#### Provided records:
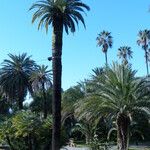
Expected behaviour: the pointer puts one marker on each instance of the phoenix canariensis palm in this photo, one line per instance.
(41, 80)
(144, 41)
(14, 76)
(125, 53)
(119, 95)
(59, 14)
(104, 40)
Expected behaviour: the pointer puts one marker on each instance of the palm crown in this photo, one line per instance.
(14, 75)
(125, 53)
(66, 10)
(104, 39)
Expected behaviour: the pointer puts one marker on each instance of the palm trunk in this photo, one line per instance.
(20, 103)
(45, 101)
(57, 72)
(106, 58)
(88, 139)
(146, 57)
(9, 142)
(123, 122)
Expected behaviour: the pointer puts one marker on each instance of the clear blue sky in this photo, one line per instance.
(124, 18)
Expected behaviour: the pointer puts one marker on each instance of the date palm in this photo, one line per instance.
(14, 76)
(104, 40)
(41, 80)
(120, 95)
(125, 53)
(144, 41)
(59, 14)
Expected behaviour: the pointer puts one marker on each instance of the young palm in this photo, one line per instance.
(59, 13)
(125, 53)
(104, 40)
(144, 41)
(41, 80)
(14, 76)
(121, 96)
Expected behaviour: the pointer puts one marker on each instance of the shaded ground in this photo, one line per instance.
(112, 148)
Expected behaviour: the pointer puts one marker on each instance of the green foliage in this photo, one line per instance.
(69, 11)
(25, 130)
(14, 77)
(37, 105)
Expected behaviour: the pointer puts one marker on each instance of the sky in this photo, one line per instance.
(123, 18)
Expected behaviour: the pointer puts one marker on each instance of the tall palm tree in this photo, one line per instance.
(144, 41)
(120, 95)
(41, 80)
(125, 53)
(14, 76)
(104, 40)
(59, 13)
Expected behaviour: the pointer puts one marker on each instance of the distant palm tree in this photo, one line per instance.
(120, 95)
(144, 41)
(59, 13)
(41, 80)
(125, 53)
(14, 76)
(104, 40)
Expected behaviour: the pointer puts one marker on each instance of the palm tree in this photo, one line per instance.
(14, 76)
(104, 40)
(144, 41)
(125, 53)
(59, 13)
(120, 95)
(41, 80)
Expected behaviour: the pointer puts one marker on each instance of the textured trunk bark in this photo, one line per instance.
(123, 122)
(57, 72)
(9, 142)
(20, 103)
(106, 58)
(45, 101)
(146, 57)
(88, 139)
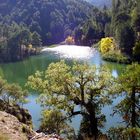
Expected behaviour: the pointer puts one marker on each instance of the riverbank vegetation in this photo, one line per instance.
(62, 88)
(124, 27)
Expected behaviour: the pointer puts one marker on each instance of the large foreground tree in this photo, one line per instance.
(129, 107)
(65, 88)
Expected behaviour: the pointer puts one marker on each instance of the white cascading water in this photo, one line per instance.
(72, 51)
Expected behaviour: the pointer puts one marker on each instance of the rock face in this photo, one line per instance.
(22, 114)
(12, 129)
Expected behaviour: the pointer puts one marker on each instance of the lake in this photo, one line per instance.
(18, 72)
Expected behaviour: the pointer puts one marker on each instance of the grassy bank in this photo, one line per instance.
(116, 56)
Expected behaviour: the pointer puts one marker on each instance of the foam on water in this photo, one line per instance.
(72, 51)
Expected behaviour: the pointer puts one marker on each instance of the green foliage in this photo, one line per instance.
(106, 45)
(63, 88)
(122, 133)
(36, 39)
(126, 38)
(136, 51)
(129, 86)
(125, 24)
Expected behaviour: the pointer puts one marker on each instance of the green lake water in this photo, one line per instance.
(18, 73)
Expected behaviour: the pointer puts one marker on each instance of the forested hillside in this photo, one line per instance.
(53, 20)
(101, 3)
(125, 27)
(25, 25)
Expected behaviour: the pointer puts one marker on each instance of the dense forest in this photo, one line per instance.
(47, 22)
(100, 3)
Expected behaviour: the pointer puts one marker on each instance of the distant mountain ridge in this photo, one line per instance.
(101, 3)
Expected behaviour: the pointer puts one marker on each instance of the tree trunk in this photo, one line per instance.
(93, 120)
(133, 117)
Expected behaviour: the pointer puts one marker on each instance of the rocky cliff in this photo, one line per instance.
(12, 129)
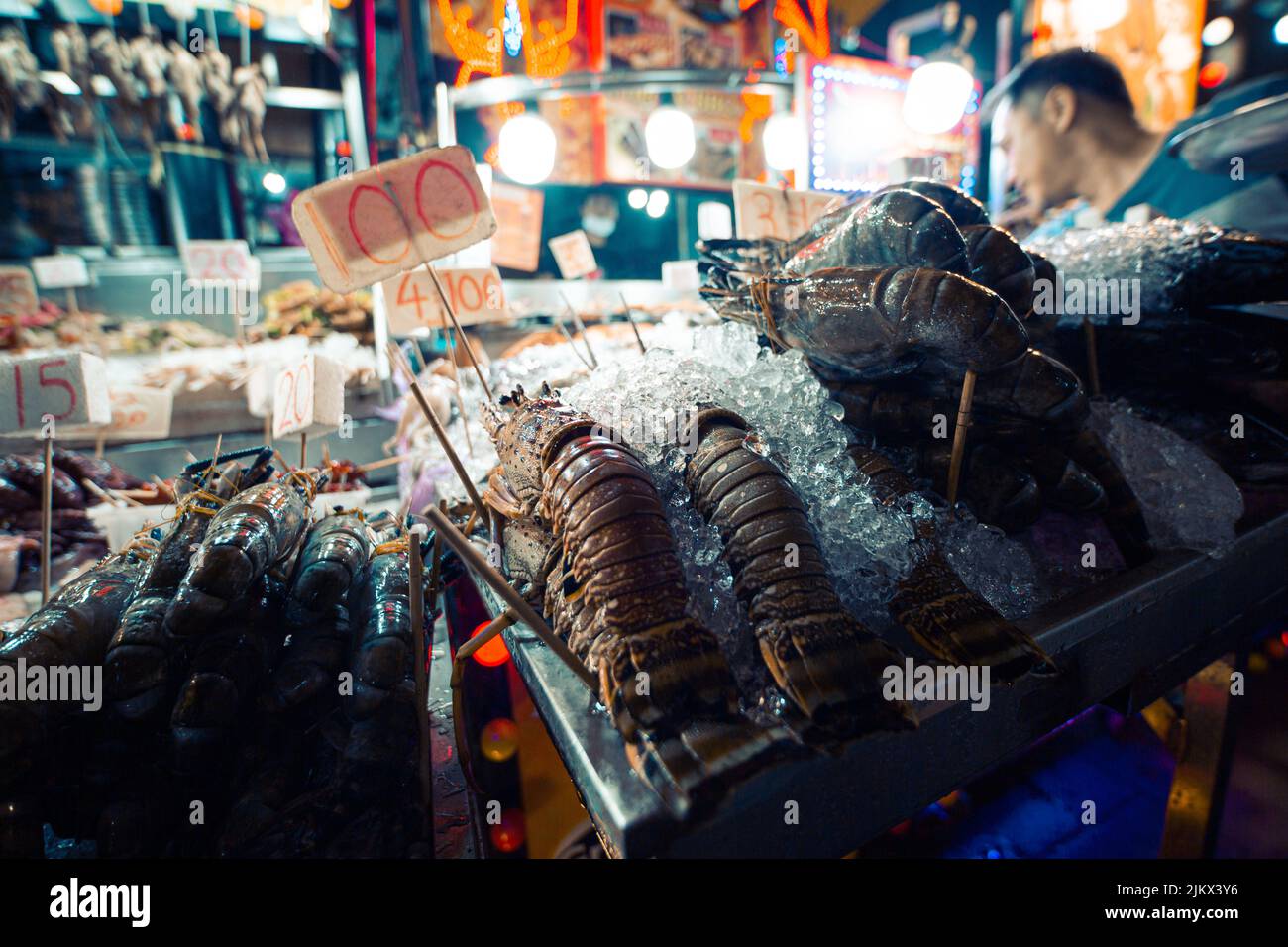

#### Work order:
Could you copy every record above exactly, leaving out the pictures?

#### Result for this task:
Expected behaviour: the pointer puts one marker on each instance of the phoenix canariensis palm in this photo, one line per instance.
(41, 80)
(144, 41)
(14, 76)
(125, 53)
(119, 95)
(59, 14)
(104, 40)
Expected behaviour: the pointer puts one marker on each instance of the palm crown in this photo, one line per instance.
(14, 75)
(125, 53)
(66, 10)
(104, 39)
Expected behaviour: the pointer puts one marker on each instance of the palm trunk in this photo, one line per instance.
(20, 103)
(45, 101)
(57, 72)
(106, 58)
(88, 139)
(146, 57)
(9, 142)
(123, 122)
Expected behaviour: the pointer puts one marker on each instance of the clear blue sky in this photo, one line per instance.
(124, 18)
Expected behaviour: the pointer puts one marker on each instance of the date palm in this photo, one line per instance.
(14, 76)
(104, 40)
(41, 80)
(120, 95)
(125, 53)
(144, 41)
(59, 14)
Expected behaviour: the pointer puts one marker on each instance of the young palm in this photo, one line per instance.
(59, 13)
(125, 53)
(104, 40)
(144, 41)
(41, 80)
(14, 76)
(121, 96)
Expected behaviour: the pointer puts one marker on each instance of the shaded ground in this photo, one line per instance.
(112, 148)
Expected behaviour: the pointer puts one marker on each instance of the green foliage in this photo, one line per instance.
(69, 11)
(25, 130)
(14, 77)
(37, 105)
Expected behaviour: the pointer puts one marker on each instance of the sky in this photo, one line per instance.
(123, 18)
Expected behaviour: the pointer puts one marker on each instance of the tall palm tree in this photo, one line per instance.
(144, 41)
(120, 95)
(41, 80)
(125, 53)
(14, 76)
(104, 40)
(59, 13)
Expected behaviour: the pointer puts one marker on each instance of the distant palm tree in this photo, one line per instance.
(120, 95)
(144, 41)
(59, 13)
(41, 80)
(125, 53)
(14, 76)
(104, 40)
Expected behaviour: the pointer puts one marker on each instance of the palm tree in this photo, one line per instance.
(14, 76)
(104, 40)
(144, 41)
(125, 53)
(59, 13)
(120, 95)
(41, 80)
Expected behaviour: the pointer puts one marker on each instance of the textured trunk bark in this photo, one line per instance.
(123, 122)
(57, 72)
(9, 142)
(20, 103)
(106, 58)
(45, 101)
(146, 57)
(88, 139)
Expected behaviour: the pointer puts one marker on each instance of the riverbank vegetation in this photo, one line per instance.
(62, 88)
(124, 27)
Expected behaviour: the pointer puts one marker on each instance of the large foreground tree in this photo, one line per instance.
(129, 107)
(65, 88)
Expected behaviour: the pointer puts one marker on each instance of the white cascading water in this photo, one line per instance.
(72, 51)
Expected behaviour: the pointer puts one marker on each instance of the rock face in this photo, one line per instance.
(22, 114)
(12, 129)
Expected behaviour: the pointer puts one marker on each instance of the lake in this photo, one line per instance.
(18, 72)
Expected behaviour: the pointer puts one marker on each instance of the grassy bank in this photo, one line per instance.
(116, 56)
Expected behaviour: the pointer puts one marker on each instance of the foam on water in this photo, one line per instance.
(72, 51)
Expected behaviour: the pointer puts one marker on each instance of the green foliage in this photo, one line per instance.
(106, 45)
(63, 88)
(122, 133)
(36, 39)
(126, 38)
(136, 51)
(129, 86)
(125, 24)
Expected behaviour: the pointer puts one marker on each instance of the green lake water in this photo, one line per instance.
(18, 73)
Expected behaviour: the pointer puts one marker on each instance of the forested hillside in this photo, one line per instance.
(53, 20)
(101, 3)
(125, 27)
(25, 25)
Expected behaviour: the pointer puts one marker on each instance of the dense forest in this photo, one line per instance.
(47, 22)
(100, 3)
Expected behaviour: the pointer puts one marker on each instance of the distant mountain ridge in this photo, one line per instance.
(101, 3)
Expected behaviour: the pointer puts one marker on each instance of the tree trunk in this photo, one line per instance.
(93, 120)
(133, 117)
Expected behaviour: the pointer puts one marker on each instance of the rocky cliff in this photo, one line per instance.
(12, 129)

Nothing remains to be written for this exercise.